● EXERCISE
Count how many lines of the material below contain the string "trunk". Reply with the number alone.

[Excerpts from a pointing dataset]
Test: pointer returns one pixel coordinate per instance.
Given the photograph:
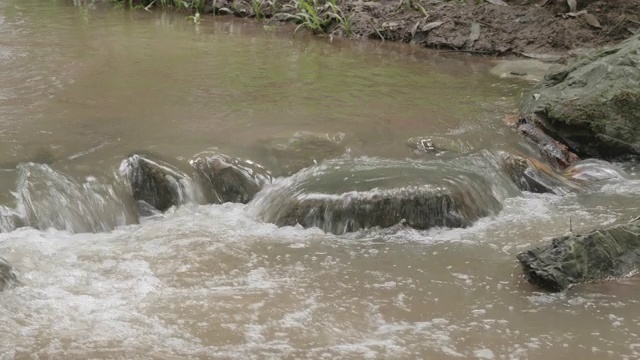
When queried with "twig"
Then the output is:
(378, 32)
(149, 6)
(468, 51)
(616, 26)
(570, 225)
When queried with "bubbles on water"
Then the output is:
(47, 198)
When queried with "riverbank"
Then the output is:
(549, 30)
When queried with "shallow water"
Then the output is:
(82, 88)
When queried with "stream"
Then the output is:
(84, 87)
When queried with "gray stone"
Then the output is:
(349, 195)
(8, 275)
(593, 104)
(577, 258)
(157, 183)
(528, 69)
(225, 179)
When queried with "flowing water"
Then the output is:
(82, 88)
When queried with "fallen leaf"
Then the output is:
(414, 29)
(511, 120)
(432, 25)
(543, 57)
(475, 32)
(591, 20)
(581, 12)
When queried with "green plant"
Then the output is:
(318, 18)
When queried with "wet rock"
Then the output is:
(224, 179)
(48, 198)
(340, 197)
(593, 104)
(593, 170)
(9, 219)
(598, 255)
(287, 156)
(8, 275)
(554, 151)
(157, 183)
(436, 145)
(534, 176)
(530, 69)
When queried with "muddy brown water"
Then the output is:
(81, 88)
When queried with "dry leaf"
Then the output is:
(542, 57)
(511, 120)
(414, 29)
(591, 20)
(432, 25)
(475, 32)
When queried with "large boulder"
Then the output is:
(597, 255)
(225, 179)
(8, 275)
(593, 104)
(342, 196)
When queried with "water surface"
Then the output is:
(80, 89)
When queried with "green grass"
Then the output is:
(192, 5)
(317, 17)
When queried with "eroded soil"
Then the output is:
(529, 27)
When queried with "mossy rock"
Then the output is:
(593, 104)
(577, 258)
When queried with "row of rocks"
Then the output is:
(588, 109)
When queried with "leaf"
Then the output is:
(475, 32)
(591, 20)
(414, 29)
(432, 25)
(542, 57)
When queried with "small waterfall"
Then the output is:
(159, 184)
(345, 195)
(9, 219)
(49, 199)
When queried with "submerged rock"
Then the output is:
(527, 69)
(157, 183)
(532, 175)
(436, 145)
(9, 219)
(593, 104)
(346, 196)
(601, 254)
(8, 275)
(303, 149)
(225, 179)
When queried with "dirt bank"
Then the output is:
(517, 27)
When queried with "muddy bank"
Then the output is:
(518, 27)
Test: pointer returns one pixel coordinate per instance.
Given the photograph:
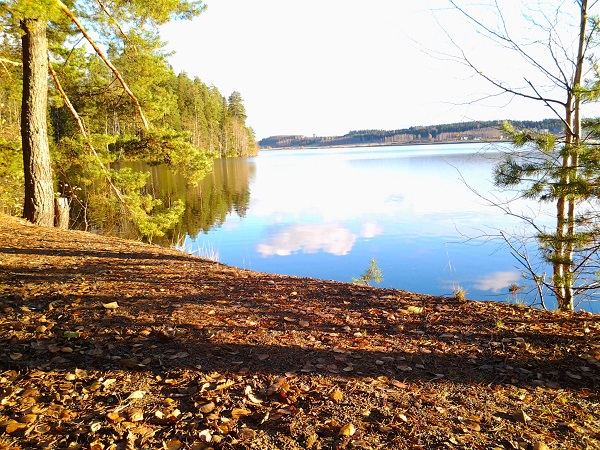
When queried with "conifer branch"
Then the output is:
(83, 131)
(106, 61)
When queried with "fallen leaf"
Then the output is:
(347, 430)
(336, 395)
(207, 407)
(137, 415)
(236, 413)
(114, 417)
(521, 416)
(172, 445)
(13, 427)
(136, 394)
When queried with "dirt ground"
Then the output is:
(111, 344)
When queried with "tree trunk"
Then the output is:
(61, 219)
(39, 190)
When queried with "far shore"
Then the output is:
(382, 144)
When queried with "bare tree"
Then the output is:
(547, 168)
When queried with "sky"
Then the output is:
(327, 67)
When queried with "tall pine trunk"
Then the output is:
(39, 190)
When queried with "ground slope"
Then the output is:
(106, 343)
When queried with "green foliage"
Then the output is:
(460, 293)
(191, 123)
(372, 274)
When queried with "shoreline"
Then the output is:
(382, 144)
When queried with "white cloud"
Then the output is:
(308, 239)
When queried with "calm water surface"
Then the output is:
(325, 213)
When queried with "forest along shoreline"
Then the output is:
(108, 343)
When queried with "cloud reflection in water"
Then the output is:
(496, 281)
(312, 238)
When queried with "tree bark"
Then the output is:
(39, 190)
(61, 219)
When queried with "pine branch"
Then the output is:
(106, 61)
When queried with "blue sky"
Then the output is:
(326, 67)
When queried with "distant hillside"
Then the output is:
(463, 131)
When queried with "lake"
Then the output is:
(325, 213)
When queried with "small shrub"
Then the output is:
(373, 273)
(460, 293)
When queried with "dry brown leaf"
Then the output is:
(347, 430)
(226, 385)
(207, 407)
(136, 395)
(172, 445)
(28, 418)
(246, 433)
(236, 413)
(336, 395)
(13, 427)
(137, 415)
(521, 416)
(114, 417)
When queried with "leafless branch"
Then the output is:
(106, 61)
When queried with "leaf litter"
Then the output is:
(111, 344)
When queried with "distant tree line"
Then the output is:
(488, 130)
(125, 105)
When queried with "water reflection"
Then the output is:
(325, 213)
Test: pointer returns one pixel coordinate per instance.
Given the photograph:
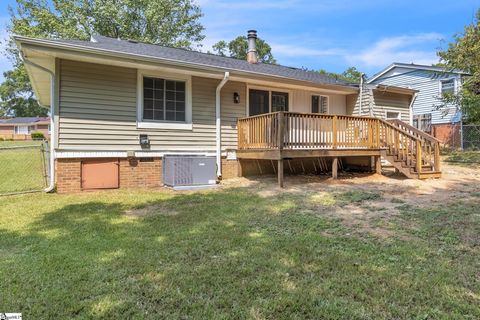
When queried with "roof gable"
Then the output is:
(397, 65)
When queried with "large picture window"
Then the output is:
(319, 104)
(163, 100)
(264, 101)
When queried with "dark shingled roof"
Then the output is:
(22, 120)
(203, 59)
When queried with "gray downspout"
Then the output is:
(51, 185)
(218, 124)
(411, 107)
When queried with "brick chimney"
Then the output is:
(252, 46)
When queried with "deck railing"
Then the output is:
(289, 130)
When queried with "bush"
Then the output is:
(38, 136)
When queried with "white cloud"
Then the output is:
(249, 4)
(406, 48)
(288, 50)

● RESPONSE TO THE EXERCISE
2